→ **TASKS TO COMPLETE**
- A) Answer these questions using the text on the Smart City Week 2012 committees.
(i) Which two bodies will study, discuss, and decide the events of Smart City Week 2012?
(ii) What was presented to the world at Smart City Week 2011?
(iii) In what order are the committee members listed?
- B) Write what comes next in the text on the Smart City Week 2012 committees, starting after its last line.

→ **EXTRACT PROVIDED**
--*--
Steering Committee

First Step Toward Concrete Achievement of Smart City Concept

The events held and implemented in Smart City Week 2012 will be studied, discussed, and decided by an “Advisory Board” and “Steering Committee” consisting of experts from local government entities and corporations. Program positioning and selection, etc., of key persons invited to international conferences, etc., is expected to elicit perspectives and solutions for sketching out new Smart Cities.

At Smart City Week 2011 last year, valuable information on the state of Smart City projects was provided by various lecturers from Japan, from Western countries, and also from emerging countries, and this information was used to present a “New Smart City Proclamation” to the world.

At Smart City Week 2012, specific examples of Smart City business that have already advanced to the actual business stage, and where they are headed, and business models in the Smart City market, are to be presented by key persons involved in Smart Cities around the world, and national and local government officials, together with thorough discussions. At the same time, the conference will be used to present to the world the shape of Japan’s urban recovery projects.

The Advisory Board and Steering Committee members are as shown below (in kana syllabary order, honorifics omitted).

Advisory board (As of June 5)
--*--
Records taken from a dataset
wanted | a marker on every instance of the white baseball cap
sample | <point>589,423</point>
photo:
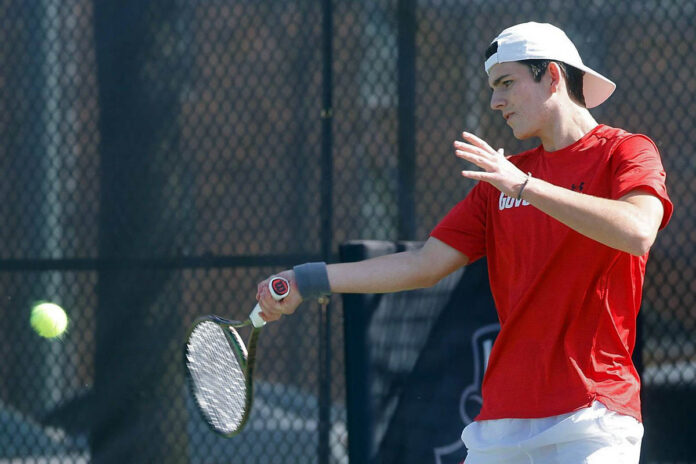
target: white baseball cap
<point>541,41</point>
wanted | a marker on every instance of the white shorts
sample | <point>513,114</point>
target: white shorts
<point>592,435</point>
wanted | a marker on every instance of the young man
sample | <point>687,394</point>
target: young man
<point>566,228</point>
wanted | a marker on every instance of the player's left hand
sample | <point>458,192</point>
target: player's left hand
<point>496,168</point>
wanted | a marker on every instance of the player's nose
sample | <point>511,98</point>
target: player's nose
<point>497,102</point>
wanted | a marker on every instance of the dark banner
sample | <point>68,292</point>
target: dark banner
<point>414,364</point>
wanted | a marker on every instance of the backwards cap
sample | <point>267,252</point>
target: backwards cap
<point>541,41</point>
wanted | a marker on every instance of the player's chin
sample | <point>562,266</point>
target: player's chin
<point>521,133</point>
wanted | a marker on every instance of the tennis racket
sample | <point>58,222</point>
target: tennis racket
<point>220,367</point>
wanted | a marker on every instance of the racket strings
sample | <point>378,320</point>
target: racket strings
<point>218,381</point>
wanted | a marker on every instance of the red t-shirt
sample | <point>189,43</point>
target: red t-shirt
<point>567,304</point>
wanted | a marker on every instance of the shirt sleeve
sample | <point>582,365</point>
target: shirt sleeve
<point>637,166</point>
<point>464,227</point>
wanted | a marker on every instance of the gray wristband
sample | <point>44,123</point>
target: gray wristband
<point>312,280</point>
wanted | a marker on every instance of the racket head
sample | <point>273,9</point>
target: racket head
<point>218,373</point>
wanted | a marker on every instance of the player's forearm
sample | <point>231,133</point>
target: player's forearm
<point>616,223</point>
<point>397,272</point>
<point>384,274</point>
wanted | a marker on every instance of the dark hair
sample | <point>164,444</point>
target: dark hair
<point>572,75</point>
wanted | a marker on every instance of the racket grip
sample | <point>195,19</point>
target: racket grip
<point>279,288</point>
<point>255,317</point>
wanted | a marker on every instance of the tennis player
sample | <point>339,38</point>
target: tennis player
<point>566,228</point>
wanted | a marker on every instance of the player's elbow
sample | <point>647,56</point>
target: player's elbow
<point>641,240</point>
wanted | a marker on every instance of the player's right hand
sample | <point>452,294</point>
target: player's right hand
<point>272,310</point>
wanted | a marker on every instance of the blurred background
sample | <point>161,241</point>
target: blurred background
<point>159,158</point>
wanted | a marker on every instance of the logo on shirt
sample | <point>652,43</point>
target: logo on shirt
<point>505,202</point>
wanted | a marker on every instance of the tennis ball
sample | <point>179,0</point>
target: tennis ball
<point>48,319</point>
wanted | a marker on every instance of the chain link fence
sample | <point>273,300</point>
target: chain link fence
<point>159,158</point>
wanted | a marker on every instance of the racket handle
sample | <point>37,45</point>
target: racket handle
<point>279,288</point>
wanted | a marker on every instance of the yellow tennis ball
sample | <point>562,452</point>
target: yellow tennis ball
<point>48,320</point>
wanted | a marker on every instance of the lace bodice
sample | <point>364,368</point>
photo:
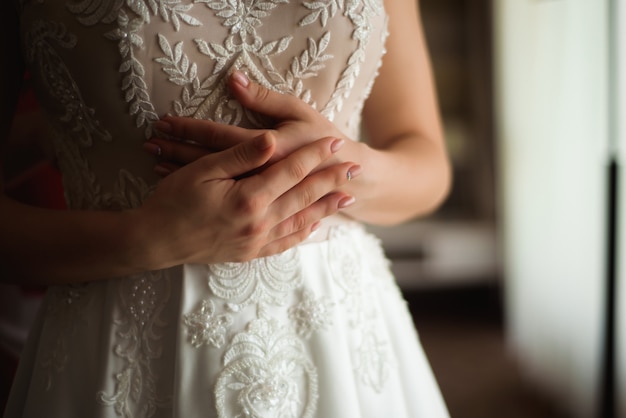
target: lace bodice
<point>105,70</point>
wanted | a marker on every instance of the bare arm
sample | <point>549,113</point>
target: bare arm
<point>405,168</point>
<point>256,216</point>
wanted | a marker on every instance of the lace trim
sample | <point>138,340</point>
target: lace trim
<point>78,119</point>
<point>207,328</point>
<point>261,281</point>
<point>82,189</point>
<point>65,309</point>
<point>373,359</point>
<point>142,299</point>
<point>264,369</point>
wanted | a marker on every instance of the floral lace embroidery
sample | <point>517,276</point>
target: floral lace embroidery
<point>66,305</point>
<point>265,370</point>
<point>142,299</point>
<point>373,360</point>
<point>311,315</point>
<point>78,118</point>
<point>262,280</point>
<point>207,328</point>
<point>361,20</point>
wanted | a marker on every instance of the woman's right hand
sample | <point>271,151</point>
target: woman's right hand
<point>205,213</point>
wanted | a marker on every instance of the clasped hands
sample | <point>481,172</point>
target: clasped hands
<point>234,194</point>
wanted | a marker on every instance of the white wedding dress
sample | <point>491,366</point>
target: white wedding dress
<point>318,331</point>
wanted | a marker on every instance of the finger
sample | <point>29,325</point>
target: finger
<point>207,133</point>
<point>326,206</point>
<point>265,101</point>
<point>287,242</point>
<point>175,151</point>
<point>164,169</point>
<point>238,160</point>
<point>285,174</point>
<point>312,189</point>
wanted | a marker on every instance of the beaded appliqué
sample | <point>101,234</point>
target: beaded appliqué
<point>310,315</point>
<point>207,328</point>
<point>264,369</point>
<point>142,299</point>
<point>262,280</point>
<point>66,305</point>
<point>373,359</point>
<point>78,119</point>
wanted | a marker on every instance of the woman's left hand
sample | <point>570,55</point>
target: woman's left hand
<point>296,124</point>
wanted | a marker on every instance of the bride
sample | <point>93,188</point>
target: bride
<point>212,261</point>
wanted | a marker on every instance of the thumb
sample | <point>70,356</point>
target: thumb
<point>265,101</point>
<point>240,159</point>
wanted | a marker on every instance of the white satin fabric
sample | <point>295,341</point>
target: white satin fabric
<point>318,331</point>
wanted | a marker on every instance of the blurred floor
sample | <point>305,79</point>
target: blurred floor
<point>462,332</point>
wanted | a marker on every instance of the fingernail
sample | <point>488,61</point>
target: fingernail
<point>152,148</point>
<point>353,172</point>
<point>162,170</point>
<point>263,142</point>
<point>346,201</point>
<point>336,145</point>
<point>240,78</point>
<point>162,126</point>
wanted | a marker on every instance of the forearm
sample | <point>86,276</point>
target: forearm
<point>410,177</point>
<point>42,246</point>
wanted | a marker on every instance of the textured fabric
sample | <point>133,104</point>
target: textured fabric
<point>318,331</point>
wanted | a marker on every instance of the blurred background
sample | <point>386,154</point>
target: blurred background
<point>510,282</point>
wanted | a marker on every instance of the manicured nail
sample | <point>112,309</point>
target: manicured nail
<point>152,148</point>
<point>240,78</point>
<point>336,145</point>
<point>162,170</point>
<point>263,142</point>
<point>163,126</point>
<point>353,172</point>
<point>346,201</point>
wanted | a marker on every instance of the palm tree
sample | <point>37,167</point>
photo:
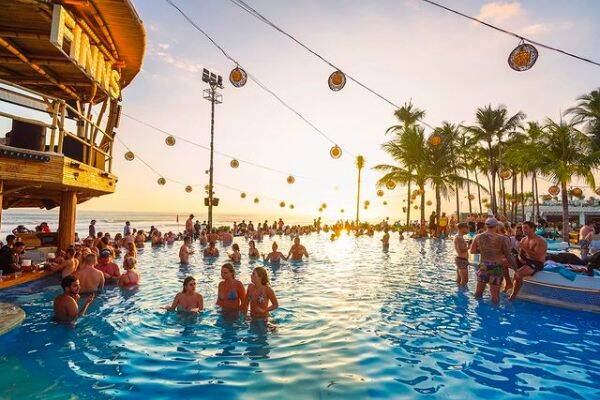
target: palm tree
<point>588,111</point>
<point>360,164</point>
<point>567,153</point>
<point>492,125</point>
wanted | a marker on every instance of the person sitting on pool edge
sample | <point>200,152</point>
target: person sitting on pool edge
<point>531,258</point>
<point>231,293</point>
<point>188,299</point>
<point>185,251</point>
<point>66,308</point>
<point>211,250</point>
<point>275,256</point>
<point>130,277</point>
<point>259,294</point>
<point>297,251</point>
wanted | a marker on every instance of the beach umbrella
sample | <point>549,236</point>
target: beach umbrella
<point>336,81</point>
<point>523,57</point>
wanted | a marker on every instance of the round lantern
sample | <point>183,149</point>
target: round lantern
<point>577,192</point>
<point>523,57</point>
<point>505,174</point>
<point>337,80</point>
<point>335,152</point>
<point>435,140</point>
<point>170,140</point>
<point>238,77</point>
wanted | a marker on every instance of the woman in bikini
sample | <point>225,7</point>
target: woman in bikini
<point>232,294</point>
<point>188,299</point>
<point>130,277</point>
<point>252,250</point>
<point>260,294</point>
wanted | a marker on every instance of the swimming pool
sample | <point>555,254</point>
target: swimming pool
<point>353,322</point>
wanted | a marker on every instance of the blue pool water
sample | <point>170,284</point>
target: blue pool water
<point>353,322</point>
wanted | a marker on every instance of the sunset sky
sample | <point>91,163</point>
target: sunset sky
<point>404,49</point>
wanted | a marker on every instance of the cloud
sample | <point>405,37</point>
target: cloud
<point>499,11</point>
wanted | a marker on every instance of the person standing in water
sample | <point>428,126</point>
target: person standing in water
<point>260,294</point>
<point>297,251</point>
<point>66,308</point>
<point>231,295</point>
<point>188,299</point>
<point>462,255</point>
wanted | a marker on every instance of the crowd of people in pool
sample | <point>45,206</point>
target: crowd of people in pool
<point>88,265</point>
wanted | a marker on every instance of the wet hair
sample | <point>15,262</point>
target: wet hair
<point>186,281</point>
<point>67,281</point>
<point>230,268</point>
<point>129,263</point>
<point>262,274</point>
<point>530,224</point>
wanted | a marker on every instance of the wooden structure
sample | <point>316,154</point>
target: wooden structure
<point>64,61</point>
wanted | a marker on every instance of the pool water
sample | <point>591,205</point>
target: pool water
<point>354,322</point>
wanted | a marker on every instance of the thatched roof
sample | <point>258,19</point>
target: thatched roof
<point>25,28</point>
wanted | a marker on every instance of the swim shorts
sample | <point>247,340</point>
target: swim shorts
<point>461,263</point>
<point>491,273</point>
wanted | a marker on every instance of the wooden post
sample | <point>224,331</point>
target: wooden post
<point>66,219</point>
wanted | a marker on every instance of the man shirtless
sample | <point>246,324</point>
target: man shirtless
<point>532,255</point>
<point>91,280</point>
<point>493,250</point>
<point>297,251</point>
<point>185,251</point>
<point>66,308</point>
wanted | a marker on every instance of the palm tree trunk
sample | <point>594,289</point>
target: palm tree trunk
<point>478,192</point>
<point>565,201</point>
<point>358,198</point>
<point>469,192</point>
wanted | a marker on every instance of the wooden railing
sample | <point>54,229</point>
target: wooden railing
<point>88,134</point>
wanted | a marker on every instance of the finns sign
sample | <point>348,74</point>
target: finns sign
<point>71,39</point>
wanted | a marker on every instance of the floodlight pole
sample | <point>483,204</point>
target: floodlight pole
<point>214,97</point>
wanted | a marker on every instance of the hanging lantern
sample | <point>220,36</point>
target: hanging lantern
<point>337,80</point>
<point>435,140</point>
<point>238,77</point>
<point>522,57</point>
<point>335,152</point>
<point>505,174</point>
<point>577,192</point>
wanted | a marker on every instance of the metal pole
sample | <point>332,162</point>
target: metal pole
<point>212,137</point>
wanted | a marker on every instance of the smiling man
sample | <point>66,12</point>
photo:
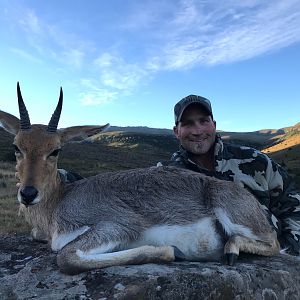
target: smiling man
<point>202,150</point>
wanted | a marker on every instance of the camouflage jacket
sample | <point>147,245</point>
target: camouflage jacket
<point>268,181</point>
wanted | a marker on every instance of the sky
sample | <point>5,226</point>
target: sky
<point>127,62</point>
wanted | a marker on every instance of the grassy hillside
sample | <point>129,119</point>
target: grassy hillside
<point>121,150</point>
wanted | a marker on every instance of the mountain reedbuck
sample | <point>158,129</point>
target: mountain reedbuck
<point>157,214</point>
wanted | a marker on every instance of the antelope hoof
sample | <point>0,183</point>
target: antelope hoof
<point>179,256</point>
<point>231,258</point>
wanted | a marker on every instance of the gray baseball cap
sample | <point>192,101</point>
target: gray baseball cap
--*--
→ **RESPONSES BY TASK**
- A)
(i) An "Advisory Board" and a "Steering Committee," made up of experts from local government entities and corporations.
(ii) A "New Smart City Proclamation."
(iii) In kana syllabary order, with honorifics omitted.

- B)
  • Masato Nobutoki

    City of Yokohama Excective Director for Future City Promotion Climate Change Policy Headquaarters

  • Yoichi Ishikawa

    City of Toyota

  • Toshikazu Matsuoka

    City of Kitakyusyu Chief Executive for Environmental Future City

Sreernig committee (Japanese aphabetical order)

  • Manabu Akimoto

    Shimizu Corporation ecoBCP Promotion Office, Technology Planning Office

    The Smart City is a town where ICT or environmentally friendly technologies are utilized to construct sustainable, efficient social systems and lifestyles, to improve the quality of eco life (QOEL) of the residents. The basic axis of the Smart City in each country will vary, depending on the degree of maturity of the social system. In the case of Japan, the basic axis can be considered to revolve around Resilient, Energy Policy, and Wellness. At Shimizu Corporation, we are promoting facility and town construction that improves comfort and fosters energy saving and power saving policies during normal times, and also ensures energy independence and fosters business continuity policies during emergencies. To construct a real Smart City, which is the theme for this year, attainment of continuity, economy, and well-being is important. Formation of a town management sustained by unified efforts of residents, local government, and business is essential. A model or system that can incorporate the economic merits of residents, local governments, and businesses working together to perform energy management and the provision of various services is needed. If the Smart City can be used to achieve the well-being of residents (a happy state with a high QOEL), still more drive will be applied its construction and expansion. We hope that Smart City Week 2012 can provide some hints for solving problems to our visitors, toward realization of a practical Smart City.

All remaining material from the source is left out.